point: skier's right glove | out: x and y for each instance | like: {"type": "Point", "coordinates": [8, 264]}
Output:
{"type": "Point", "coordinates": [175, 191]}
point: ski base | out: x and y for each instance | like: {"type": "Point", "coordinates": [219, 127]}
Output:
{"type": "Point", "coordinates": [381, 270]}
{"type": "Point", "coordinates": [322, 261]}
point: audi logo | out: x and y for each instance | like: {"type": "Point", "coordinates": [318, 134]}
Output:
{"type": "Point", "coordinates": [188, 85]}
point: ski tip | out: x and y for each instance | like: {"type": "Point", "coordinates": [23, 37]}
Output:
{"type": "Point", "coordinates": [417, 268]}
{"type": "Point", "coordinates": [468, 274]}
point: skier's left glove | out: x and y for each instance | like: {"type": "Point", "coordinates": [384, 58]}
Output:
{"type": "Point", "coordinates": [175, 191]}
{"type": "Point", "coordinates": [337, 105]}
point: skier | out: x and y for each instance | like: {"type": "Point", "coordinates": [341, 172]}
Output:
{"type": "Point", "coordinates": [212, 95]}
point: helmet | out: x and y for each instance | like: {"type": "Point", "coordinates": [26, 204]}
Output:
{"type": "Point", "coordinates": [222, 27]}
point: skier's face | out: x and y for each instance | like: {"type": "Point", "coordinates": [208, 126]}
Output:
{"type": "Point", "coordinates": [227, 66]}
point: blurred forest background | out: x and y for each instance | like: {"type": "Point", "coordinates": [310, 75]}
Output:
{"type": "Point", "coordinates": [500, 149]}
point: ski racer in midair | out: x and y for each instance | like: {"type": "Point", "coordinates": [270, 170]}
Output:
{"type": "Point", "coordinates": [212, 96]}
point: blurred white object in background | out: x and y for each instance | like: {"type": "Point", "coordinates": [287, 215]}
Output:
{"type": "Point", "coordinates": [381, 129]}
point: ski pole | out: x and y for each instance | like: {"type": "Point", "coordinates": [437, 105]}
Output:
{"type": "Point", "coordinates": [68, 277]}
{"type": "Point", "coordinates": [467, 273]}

--

- **What you will do**:
Restate every record word for word.

- **Written answer**:
point: skier's right glove | out: x and y for each instance | like: {"type": "Point", "coordinates": [8, 264]}
Output:
{"type": "Point", "coordinates": [175, 191]}
point: ski base | out: x and y for each instance | like: {"type": "Point", "coordinates": [219, 127]}
Output:
{"type": "Point", "coordinates": [381, 270]}
{"type": "Point", "coordinates": [322, 261]}
point: audi logo | out: x and y for each instance | like: {"type": "Point", "coordinates": [318, 134]}
Output:
{"type": "Point", "coordinates": [188, 85]}
point: ski tip | out: x and y for each instance | like: {"type": "Point", "coordinates": [23, 37]}
Output:
{"type": "Point", "coordinates": [417, 268]}
{"type": "Point", "coordinates": [468, 274]}
point: skier's left glove | out: x and y for each instance | like: {"type": "Point", "coordinates": [384, 58]}
Output:
{"type": "Point", "coordinates": [175, 191]}
{"type": "Point", "coordinates": [337, 105]}
point: skier | out: x and y for each instance | like: {"type": "Point", "coordinates": [341, 172]}
Output:
{"type": "Point", "coordinates": [212, 95]}
point: helmet | out: x and y for each instance | like: {"type": "Point", "coordinates": [26, 204]}
Output:
{"type": "Point", "coordinates": [222, 27]}
point: skier's face | out: x and y for each instance | like: {"type": "Point", "coordinates": [208, 126]}
Output:
{"type": "Point", "coordinates": [227, 66]}
point: blurred forest background | out: x and y for each instance | like: {"type": "Point", "coordinates": [310, 75]}
Output:
{"type": "Point", "coordinates": [500, 149]}
point: ski racer in midair | out: x and y for each instance | like: {"type": "Point", "coordinates": [270, 170]}
Output:
{"type": "Point", "coordinates": [212, 96]}
point: blurred white object in background | out: x and y for each instance | like: {"type": "Point", "coordinates": [287, 215]}
Output:
{"type": "Point", "coordinates": [381, 129]}
point: ski pole | out: x and y for each instance | like: {"type": "Point", "coordinates": [437, 105]}
Output:
{"type": "Point", "coordinates": [68, 277]}
{"type": "Point", "coordinates": [467, 273]}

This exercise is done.